**Complete the following:**
- 1) Which branches of mathematics and which kinds of formula does the post on predicting crane collisions name?
- 2) Write a continuation of the post on predicting crane collisions, starting after its last sentence.

**Extract to read:**
□ □ □ □ □

I think I'd go a different approach.  Linear algebra is my forte, so I tend
to use it a lot.

You sample your positional data, and turn that into a velocity curve.  You
can fit this, for most cases, to a linear or quadratic formula.  All the
other parts of the crane, which may rotate or telescope, etc. can be
calculated by summing vectors.  In order to predict where the parts will
be, you check the values of the first and second order derivatives (I know,
calculus! ugh!, but this one's easy, really).  If f' is acceleration, and
f" is the rate of change of acceleration.  You try to solve the system of
equations, if the formulas equate, then you collide.  You look at f' to
figure out what the positional data will be like at some point in the
future, and use f" to figure out whether to over or under-estimate your
coordiate values.

□ □ □ □ □

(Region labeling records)
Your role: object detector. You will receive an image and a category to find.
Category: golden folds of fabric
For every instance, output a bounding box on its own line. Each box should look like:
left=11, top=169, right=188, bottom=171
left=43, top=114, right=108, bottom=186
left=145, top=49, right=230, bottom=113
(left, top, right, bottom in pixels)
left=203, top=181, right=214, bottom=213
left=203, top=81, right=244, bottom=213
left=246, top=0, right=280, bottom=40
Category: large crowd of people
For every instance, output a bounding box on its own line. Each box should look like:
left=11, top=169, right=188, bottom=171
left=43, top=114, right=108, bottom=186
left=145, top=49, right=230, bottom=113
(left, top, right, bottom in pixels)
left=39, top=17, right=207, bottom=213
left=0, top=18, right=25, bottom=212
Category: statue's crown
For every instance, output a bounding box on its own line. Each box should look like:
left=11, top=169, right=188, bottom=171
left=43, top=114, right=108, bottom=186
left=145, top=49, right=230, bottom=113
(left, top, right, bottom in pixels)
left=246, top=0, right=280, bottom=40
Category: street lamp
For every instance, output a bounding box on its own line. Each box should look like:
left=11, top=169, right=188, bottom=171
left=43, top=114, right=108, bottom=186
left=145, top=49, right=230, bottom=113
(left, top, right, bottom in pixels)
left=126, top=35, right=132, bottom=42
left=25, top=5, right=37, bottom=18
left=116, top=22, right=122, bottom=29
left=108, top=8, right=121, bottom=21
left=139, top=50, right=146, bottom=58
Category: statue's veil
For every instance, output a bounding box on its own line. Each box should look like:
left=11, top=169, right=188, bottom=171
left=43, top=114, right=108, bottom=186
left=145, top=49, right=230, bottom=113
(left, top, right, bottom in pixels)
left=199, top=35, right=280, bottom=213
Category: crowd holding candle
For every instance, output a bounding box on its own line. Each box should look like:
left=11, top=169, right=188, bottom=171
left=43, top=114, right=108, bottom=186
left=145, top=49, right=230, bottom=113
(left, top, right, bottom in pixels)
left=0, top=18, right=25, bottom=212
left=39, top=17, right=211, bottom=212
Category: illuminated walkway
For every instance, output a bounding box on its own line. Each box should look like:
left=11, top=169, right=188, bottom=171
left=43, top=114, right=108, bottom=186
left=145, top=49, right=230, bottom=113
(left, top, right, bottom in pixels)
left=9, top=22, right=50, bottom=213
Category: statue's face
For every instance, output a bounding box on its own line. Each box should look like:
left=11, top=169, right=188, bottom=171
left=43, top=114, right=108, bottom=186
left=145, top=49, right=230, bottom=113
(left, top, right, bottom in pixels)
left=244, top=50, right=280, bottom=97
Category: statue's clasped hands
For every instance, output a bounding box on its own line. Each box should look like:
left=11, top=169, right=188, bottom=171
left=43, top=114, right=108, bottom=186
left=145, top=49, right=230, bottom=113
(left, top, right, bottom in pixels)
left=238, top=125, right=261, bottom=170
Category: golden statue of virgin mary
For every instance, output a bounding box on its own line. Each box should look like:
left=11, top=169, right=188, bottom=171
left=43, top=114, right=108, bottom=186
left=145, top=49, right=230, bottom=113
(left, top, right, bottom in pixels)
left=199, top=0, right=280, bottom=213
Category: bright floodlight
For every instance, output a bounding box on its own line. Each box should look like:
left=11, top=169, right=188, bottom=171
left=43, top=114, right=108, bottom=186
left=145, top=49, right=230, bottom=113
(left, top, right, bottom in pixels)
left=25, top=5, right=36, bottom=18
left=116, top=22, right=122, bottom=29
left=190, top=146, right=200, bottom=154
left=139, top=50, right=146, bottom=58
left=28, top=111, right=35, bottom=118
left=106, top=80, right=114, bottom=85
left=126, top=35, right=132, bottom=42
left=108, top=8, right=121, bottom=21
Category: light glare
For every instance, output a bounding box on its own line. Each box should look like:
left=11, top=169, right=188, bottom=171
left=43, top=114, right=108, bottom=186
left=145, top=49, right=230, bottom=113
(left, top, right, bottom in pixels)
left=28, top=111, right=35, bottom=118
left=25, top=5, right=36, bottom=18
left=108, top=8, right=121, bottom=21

□ □ □ □ □

**Outputs by task:**
- 1) Branches of mathematics: linear algebra and calculus. Kinds of formula: linear and quadratic.

- 2)
Sounds complex, but I used this system in a model train world once.  I had
6 trains wizzing around the tracks, and the switching, braking, and power
were all controlled by a TRS-80 CoCo2.  Not a whole lot of CPU there (Z80,
of course), but it got the job done admirably.

You may loose some elegance with the lack of an FPU, but the most you have
to do is the occasional square root.  All the rest is integer math.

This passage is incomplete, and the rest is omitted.